Transcribe the material from its first line onward, ending with the line that contains "Expected: for every instance of the front" and adding nothing beyond it.
=== Supplied material ===
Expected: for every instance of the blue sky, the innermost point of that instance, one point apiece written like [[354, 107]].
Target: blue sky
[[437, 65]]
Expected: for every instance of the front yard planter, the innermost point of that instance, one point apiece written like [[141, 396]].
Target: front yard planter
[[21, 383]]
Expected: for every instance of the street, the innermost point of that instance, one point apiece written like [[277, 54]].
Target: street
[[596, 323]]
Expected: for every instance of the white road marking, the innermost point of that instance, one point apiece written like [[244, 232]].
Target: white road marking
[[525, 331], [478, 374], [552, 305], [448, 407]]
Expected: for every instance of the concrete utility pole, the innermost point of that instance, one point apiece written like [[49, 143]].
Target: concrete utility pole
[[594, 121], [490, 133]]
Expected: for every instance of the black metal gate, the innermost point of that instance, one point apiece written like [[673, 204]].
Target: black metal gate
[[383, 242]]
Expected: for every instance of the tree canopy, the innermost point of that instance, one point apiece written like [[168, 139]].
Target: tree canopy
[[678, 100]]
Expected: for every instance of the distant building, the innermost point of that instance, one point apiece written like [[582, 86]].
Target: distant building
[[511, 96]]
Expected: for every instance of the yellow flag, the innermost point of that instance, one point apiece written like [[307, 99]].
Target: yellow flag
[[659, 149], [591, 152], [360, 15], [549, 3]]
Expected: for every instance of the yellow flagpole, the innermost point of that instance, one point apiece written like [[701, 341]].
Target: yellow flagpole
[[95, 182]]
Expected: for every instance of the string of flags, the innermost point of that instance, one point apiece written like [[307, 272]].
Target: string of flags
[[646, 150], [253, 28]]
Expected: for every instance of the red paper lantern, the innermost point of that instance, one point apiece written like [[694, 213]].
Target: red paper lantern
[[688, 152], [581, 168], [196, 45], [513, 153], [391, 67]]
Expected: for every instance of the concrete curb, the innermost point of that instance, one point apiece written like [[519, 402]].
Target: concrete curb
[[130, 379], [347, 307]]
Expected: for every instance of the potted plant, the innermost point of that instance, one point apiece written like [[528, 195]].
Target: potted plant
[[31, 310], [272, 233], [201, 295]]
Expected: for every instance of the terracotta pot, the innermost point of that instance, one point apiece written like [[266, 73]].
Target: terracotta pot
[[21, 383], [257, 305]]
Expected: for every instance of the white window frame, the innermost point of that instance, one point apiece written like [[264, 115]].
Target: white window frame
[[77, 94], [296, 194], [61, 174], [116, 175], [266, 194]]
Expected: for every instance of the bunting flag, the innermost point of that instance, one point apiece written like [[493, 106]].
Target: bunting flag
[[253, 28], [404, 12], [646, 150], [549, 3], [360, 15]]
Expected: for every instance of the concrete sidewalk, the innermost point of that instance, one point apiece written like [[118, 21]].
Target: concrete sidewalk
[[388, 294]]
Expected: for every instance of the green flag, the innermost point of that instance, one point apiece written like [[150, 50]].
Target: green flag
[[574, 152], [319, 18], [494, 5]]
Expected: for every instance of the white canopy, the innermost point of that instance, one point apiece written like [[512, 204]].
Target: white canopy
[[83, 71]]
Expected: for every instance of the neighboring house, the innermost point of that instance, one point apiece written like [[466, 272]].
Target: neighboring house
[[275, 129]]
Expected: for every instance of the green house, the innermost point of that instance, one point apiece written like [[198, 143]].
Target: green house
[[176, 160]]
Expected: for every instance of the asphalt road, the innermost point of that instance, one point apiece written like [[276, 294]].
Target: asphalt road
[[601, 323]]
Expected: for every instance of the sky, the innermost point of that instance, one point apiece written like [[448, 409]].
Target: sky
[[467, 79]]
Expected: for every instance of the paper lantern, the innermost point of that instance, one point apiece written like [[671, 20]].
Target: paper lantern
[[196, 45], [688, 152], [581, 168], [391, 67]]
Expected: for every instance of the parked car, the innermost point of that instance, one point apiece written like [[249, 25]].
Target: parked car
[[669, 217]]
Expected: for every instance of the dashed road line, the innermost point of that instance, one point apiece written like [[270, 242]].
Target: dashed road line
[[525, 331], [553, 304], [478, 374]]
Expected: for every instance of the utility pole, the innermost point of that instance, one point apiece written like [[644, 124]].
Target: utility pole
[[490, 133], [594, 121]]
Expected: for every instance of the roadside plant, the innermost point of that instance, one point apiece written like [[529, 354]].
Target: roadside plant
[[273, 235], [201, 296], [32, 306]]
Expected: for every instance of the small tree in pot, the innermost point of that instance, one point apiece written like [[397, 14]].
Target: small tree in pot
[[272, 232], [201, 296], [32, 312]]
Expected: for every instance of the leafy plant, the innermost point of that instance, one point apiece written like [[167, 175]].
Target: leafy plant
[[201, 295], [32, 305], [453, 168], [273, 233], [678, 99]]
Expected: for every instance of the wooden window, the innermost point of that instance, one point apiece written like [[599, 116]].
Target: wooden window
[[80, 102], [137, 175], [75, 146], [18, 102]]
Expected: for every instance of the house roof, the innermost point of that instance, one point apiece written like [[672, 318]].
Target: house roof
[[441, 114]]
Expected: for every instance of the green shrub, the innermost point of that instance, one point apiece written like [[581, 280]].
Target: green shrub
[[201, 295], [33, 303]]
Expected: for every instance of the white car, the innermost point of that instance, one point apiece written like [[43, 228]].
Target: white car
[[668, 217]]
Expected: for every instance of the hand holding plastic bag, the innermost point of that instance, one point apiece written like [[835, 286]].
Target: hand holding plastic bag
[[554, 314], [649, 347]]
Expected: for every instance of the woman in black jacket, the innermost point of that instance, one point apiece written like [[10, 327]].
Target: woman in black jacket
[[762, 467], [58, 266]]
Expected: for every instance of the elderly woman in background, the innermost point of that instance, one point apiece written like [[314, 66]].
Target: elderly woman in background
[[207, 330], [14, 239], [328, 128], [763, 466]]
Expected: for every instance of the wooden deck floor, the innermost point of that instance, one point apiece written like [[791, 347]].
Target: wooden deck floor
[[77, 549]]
===
▶ **Response area**:
Expected: for every instance of the blue sky, the innermost point of that instance, one point apiece written like [[354, 107]].
Target: blue sky
[[437, 65]]
Expected: for every instance of the front yard planter, the innermost point of that instance, one point apiece written like [[141, 396]].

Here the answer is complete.